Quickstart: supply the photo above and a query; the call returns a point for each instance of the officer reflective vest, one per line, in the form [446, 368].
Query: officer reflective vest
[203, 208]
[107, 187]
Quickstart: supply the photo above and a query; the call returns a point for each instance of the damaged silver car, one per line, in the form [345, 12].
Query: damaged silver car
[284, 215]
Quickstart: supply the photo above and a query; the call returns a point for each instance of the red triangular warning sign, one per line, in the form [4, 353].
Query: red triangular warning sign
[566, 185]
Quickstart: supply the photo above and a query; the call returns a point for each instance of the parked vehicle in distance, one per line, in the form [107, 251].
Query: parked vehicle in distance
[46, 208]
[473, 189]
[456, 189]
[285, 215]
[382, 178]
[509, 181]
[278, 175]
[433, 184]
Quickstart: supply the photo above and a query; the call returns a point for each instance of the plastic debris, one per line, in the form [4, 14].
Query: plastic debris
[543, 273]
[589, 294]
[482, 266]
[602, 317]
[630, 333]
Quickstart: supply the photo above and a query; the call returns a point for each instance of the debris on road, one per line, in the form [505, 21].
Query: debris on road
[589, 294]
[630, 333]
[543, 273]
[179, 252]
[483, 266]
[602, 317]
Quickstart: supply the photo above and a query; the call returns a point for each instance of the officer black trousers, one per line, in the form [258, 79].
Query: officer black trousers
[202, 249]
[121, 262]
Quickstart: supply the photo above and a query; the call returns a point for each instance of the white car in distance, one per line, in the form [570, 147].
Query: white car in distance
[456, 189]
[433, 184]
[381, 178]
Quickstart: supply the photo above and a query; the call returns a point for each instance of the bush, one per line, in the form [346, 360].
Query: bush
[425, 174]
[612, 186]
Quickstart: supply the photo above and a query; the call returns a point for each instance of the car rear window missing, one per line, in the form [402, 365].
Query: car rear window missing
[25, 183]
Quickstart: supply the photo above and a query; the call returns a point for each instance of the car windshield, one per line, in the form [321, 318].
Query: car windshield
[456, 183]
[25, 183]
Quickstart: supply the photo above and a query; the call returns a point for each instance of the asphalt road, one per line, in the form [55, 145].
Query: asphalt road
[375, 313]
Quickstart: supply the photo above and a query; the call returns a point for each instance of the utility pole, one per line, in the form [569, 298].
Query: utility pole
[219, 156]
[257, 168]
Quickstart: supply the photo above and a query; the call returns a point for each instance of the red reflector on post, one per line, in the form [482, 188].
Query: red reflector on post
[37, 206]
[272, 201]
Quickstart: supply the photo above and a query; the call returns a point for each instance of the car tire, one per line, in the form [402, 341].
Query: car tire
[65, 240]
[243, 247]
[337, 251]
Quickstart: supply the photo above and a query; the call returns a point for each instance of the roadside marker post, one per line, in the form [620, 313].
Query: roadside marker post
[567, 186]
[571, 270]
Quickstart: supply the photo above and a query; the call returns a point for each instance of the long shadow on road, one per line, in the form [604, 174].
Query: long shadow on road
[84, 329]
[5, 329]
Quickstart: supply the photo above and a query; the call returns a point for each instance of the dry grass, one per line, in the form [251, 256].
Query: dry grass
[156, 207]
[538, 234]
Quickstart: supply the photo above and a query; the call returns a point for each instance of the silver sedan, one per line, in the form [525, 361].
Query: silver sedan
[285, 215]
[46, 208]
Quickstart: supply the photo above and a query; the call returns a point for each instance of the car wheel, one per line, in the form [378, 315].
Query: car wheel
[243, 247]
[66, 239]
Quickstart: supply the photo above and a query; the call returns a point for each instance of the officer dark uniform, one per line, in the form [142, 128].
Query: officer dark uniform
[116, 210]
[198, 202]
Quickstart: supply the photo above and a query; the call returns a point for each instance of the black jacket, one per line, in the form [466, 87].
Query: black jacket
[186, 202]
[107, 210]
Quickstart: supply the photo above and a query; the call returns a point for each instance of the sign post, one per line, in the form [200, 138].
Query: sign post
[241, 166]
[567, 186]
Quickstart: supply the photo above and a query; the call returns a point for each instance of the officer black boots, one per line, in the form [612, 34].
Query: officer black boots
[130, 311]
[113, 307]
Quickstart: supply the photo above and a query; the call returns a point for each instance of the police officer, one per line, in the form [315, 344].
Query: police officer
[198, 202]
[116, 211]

+===+

▶ **AIM OF THE EXERCISE**: Each entry in the listing is to be copied exactly.

▶ **OUTPUT OF THE EXERCISE**:
Quickstart: supply the photo above and a query; the call returns a point for each instance of the officer reflective vest, one per line, in the form [446, 368].
Query: officer reflective vest
[203, 208]
[107, 187]
Quickstart: supply the photo above and a query; the call returns a point for each instance of the damaged silver car, one per line, in the form [345, 12].
Query: damaged silver car
[284, 215]
Quickstart: supply the photo above and a query; the call returns a point for each instance of the red triangular warning sign, one per line, in the form [4, 353].
Query: red triangular warning sign
[566, 185]
Quickstart: supply the photo above and a query; the call returns a point for each instance of the parked vehicle in distance, one per line, in the form [107, 251].
Query: parked vehicle in distance
[46, 208]
[473, 189]
[456, 189]
[285, 215]
[382, 178]
[509, 181]
[278, 175]
[433, 184]
Quickstart: supply the photo above and a query; the call returns a point for each instance of the plastic debris, one per line, in the form [4, 14].
Query: plastic debris
[543, 273]
[589, 294]
[482, 266]
[602, 317]
[630, 333]
Quickstart: supply the photo above and a query; the call returns a point for each instance of the debris on road, one per line, in the form [505, 21].
Query: debris on road
[589, 294]
[630, 333]
[543, 273]
[179, 252]
[483, 266]
[602, 317]
Quickstart: supply the photo above and a query; the call returns a point for each instance of the officer black trousers, one per line, in the form [258, 79].
Query: officer black trousers
[202, 249]
[121, 262]
Quickstart: supply the photo above and a query; the call returns a point for each instance of the white car in distance, one per line, in the form [570, 147].
Query: white car in distance
[456, 189]
[433, 184]
[381, 178]
Quickstart: supply the photo above and a query; the call returns a point for each instance of the bush, one per line, in the form [346, 360].
Query: bush
[425, 174]
[612, 186]
Quickstart: supply the photo above and a query; the call returns a point for each instance of the car rear window missing, one per line, in the form [402, 365].
Query: car rear window missing
[25, 183]
Quickstart: supply the photo above and a query; the call returns a point for each instance of the car windshield, one per line, in the form [321, 318].
Query: car windshield
[456, 183]
[25, 183]
Quickstart: supply the photo above and a query; the call returns a point for each instance of the asphalt road, one per line, in the form [55, 145].
Query: asphalt road
[375, 313]
Quickstart: supply the photo above and a query; the call returns a point for each instance of the utility pole, one per line, in the form [569, 298].
Query: utility pole
[219, 156]
[257, 168]
Quickstart: supply the photo above and a query; the call returns a point for each instance of the red reflector on post, one per line, in the form [482, 188].
Query: red reflector on post
[37, 206]
[272, 201]
Quickstart: supply the photo above and a query; the call returns a point for each instance of the car tire, one per line, in the form [402, 341].
Query: car tire
[65, 240]
[243, 247]
[337, 251]
Quickstart: supply the photo above and a query; the call returns a point for each instance of the roadside marker post, one per line, in the form [620, 313].
Query: roadside marker post
[567, 186]
[571, 270]
Quickstart: supply the photo above and a query; the call returns a point for each instance of the long shadow on road, one per line, in the form [604, 174].
Query: long shadow on road
[84, 329]
[5, 329]
Quickstart: supply the photo above and a query; the call returns a point for each instance of the dry grass, one per line, in the form [251, 256].
Query: dry grass
[156, 207]
[538, 234]
Quickstart: supply the photo above and a query; the call returns a point for each instance of the silver sedan, one per line, in the form [525, 361].
Query: silver sedan
[285, 215]
[46, 208]
Quickstart: supply the photo above and a query; the call returns a point for each instance of the car wheel, one per line, in the form [378, 315].
Query: car wheel
[243, 247]
[66, 239]
Quickstart: supply the photo above and a query; the call returns a point for each instance of the officer dark uniform, one per line, in the form [142, 128].
Query: officer dark uniform
[116, 210]
[198, 202]
Quickstart: supply the photo above and a query; the call returns a point for each instance of the black jacket, one per line, in the form [466, 87].
Query: black jacket
[186, 202]
[107, 210]
Quickstart: supply the photo above and a query; the call returns a point for each instance of the sign post, one per line, in the form [200, 138].
Query: sign post
[241, 166]
[567, 186]
Quickstart: supply the photo above and a query; the call returns a point for each instance of the officer black boots, one per line, in the form [612, 34].
Query: officer black boots
[130, 311]
[113, 307]
Quickstart: supply the photo above and a query; the call returns a point for each instance of the police officer, one per line, in the form [315, 344].
Query: police officer
[198, 202]
[116, 211]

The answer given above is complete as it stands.